## Given exercise
Output the records from the start through the line containing "845,559 -> 881,584", inclusive, as a Markdown table with the columns Row and Line. Give each row a number and its line, skip blank lines, and omit the pictures.

□ □ □ □

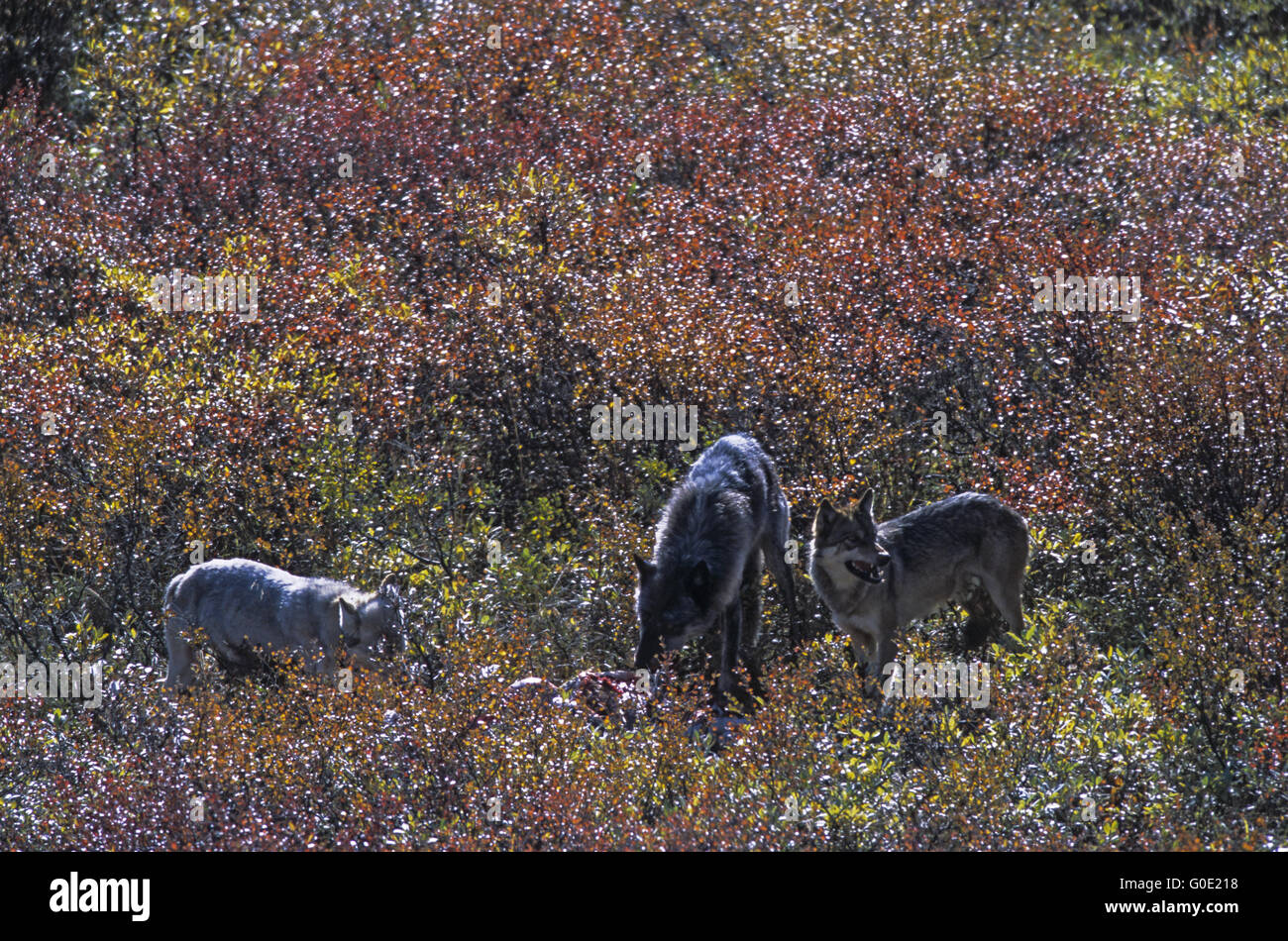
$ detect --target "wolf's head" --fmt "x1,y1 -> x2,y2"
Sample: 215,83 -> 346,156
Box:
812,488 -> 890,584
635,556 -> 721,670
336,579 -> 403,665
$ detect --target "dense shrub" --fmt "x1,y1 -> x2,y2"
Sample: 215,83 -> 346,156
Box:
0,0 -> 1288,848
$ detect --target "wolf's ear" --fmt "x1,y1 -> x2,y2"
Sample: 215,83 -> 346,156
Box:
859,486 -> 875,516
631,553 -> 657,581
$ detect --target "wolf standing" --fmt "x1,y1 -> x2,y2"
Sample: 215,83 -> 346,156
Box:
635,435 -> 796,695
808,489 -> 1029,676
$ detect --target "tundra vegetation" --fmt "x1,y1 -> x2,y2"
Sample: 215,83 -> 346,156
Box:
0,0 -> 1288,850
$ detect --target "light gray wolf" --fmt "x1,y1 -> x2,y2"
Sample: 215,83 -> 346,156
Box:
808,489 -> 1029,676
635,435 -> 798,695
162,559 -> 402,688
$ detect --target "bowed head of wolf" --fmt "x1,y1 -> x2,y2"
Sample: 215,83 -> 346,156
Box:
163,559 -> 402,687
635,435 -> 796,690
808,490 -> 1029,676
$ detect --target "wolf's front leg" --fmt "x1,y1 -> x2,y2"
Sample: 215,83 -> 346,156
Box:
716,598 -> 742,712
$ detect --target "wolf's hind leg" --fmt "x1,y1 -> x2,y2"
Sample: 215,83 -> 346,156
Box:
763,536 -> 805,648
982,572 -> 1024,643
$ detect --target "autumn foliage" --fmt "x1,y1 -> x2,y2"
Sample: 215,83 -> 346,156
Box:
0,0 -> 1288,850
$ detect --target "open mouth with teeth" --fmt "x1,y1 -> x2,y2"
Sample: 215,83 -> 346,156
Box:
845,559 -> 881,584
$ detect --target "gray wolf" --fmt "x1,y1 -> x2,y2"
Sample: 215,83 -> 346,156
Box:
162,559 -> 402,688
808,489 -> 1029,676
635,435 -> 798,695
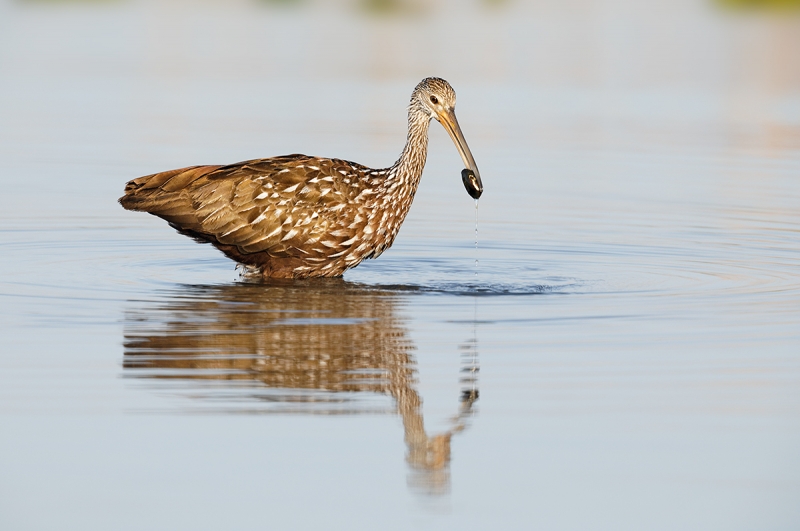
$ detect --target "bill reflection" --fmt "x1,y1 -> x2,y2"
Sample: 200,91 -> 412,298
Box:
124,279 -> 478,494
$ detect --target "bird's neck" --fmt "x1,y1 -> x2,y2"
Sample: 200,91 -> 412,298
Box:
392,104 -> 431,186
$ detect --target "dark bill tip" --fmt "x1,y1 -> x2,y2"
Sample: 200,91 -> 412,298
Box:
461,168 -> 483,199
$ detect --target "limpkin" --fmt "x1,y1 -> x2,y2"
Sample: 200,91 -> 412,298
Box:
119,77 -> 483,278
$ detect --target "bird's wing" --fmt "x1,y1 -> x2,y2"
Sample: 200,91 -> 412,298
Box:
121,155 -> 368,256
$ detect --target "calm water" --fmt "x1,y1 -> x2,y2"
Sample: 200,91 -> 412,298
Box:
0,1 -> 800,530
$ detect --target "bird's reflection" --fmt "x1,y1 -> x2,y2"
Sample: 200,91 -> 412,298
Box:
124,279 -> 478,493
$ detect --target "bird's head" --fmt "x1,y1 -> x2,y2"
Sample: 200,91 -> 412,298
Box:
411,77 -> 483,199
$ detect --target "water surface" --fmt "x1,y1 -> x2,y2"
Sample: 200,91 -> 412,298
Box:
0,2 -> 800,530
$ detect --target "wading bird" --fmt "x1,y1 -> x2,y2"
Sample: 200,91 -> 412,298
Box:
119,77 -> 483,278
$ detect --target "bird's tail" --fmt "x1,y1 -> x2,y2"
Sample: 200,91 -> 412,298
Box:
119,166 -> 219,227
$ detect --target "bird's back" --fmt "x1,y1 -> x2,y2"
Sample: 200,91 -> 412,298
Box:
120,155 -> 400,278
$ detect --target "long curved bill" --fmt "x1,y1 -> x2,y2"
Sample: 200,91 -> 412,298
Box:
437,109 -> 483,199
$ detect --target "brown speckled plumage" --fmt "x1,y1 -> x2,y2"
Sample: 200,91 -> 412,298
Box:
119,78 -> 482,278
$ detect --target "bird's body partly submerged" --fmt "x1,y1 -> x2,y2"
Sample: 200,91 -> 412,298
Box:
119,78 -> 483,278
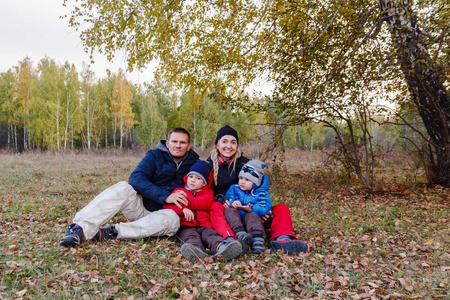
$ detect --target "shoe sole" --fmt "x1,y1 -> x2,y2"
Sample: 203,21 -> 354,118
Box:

□ □ □ □

## Solution for this problem
| Row | Line |
|---|---|
| 1 | $ detect --target "wolf's head" --fmt "x1,y1 -> x2,y2" |
| 2 | Sample: 215,83 -> 346,156 |
| 3 | Box: |
| 4 | 812,488 -> 890,584 |
| 5 | 635,556 -> 721,670 |
| 6 | 336,579 -> 403,665 |
| 7 | $ detect --target "dense shrub" --fmt "x1,y1 -> x2,y2" |
| 8 | Sample: 215,83 -> 346,156 |
| 9 | Box: |
| 10 | 0,0 -> 1288,848 |
| 11 | $ detect --target "wolf's ear" --fmt "x1,y1 -> x2,y2" |
| 12 | Sample: 215,83 -> 346,156 |
| 13 | Box: |
| 14 | 859,486 -> 875,516 |
| 15 | 631,553 -> 657,581 |
| 16 | $ detect --target "wolf standing" --fmt "x1,y1 -> x2,y2" |
| 17 | Sample: 215,83 -> 346,156 |
| 18 | Box: |
| 19 | 635,435 -> 796,695 |
| 20 | 808,489 -> 1029,676 |
| 21 | $ detect --target "tundra vegetation" --fmt "x1,y1 -> x2,y2" |
| 22 | Sample: 215,83 -> 346,156 |
| 23 | Box: |
| 24 | 0,0 -> 1288,850 |
| 25 | $ detect --target "light gray wolf" --fmt "x1,y1 -> x2,y2" |
| 26 | Sample: 215,83 -> 346,156 |
| 27 | Box: |
| 28 | 808,489 -> 1029,676 |
| 29 | 635,435 -> 798,695 |
| 30 | 162,559 -> 402,688 |
| 31 | $ detect --target "bowed head of wolf" --fmt "x1,y1 -> x2,y2" |
| 32 | Sample: 215,83 -> 346,156 |
| 33 | Box: |
| 34 | 163,559 -> 402,687 |
| 35 | 635,435 -> 796,690 |
| 36 | 808,490 -> 1029,676 |
| 37 | $ detect --target "wolf's front leg" --fmt "x1,y1 -> x2,y2" |
| 38 | Sample: 215,83 -> 346,156 |
| 39 | Box: |
| 40 | 716,598 -> 742,712 |
| 41 | $ detect --target "wolf's hind leg" --fmt "x1,y1 -> x2,y2" |
| 42 | Sample: 215,83 -> 346,156 |
| 43 | Box: |
| 44 | 763,536 -> 805,648 |
| 45 | 982,572 -> 1024,643 |
| 46 | $ detect --target "autumn foliage" --fmt "x1,y1 -> x2,y2" |
| 47 | Sample: 215,83 -> 346,156 |
| 48 | Box: |
| 49 | 0,0 -> 1288,850 |
| 50 | $ detect --target "open mouth with teeth" --fmt "x1,y1 -> x2,y2" |
| 51 | Sample: 215,83 -> 346,156 |
| 52 | Box: |
| 53 | 845,559 -> 881,584 |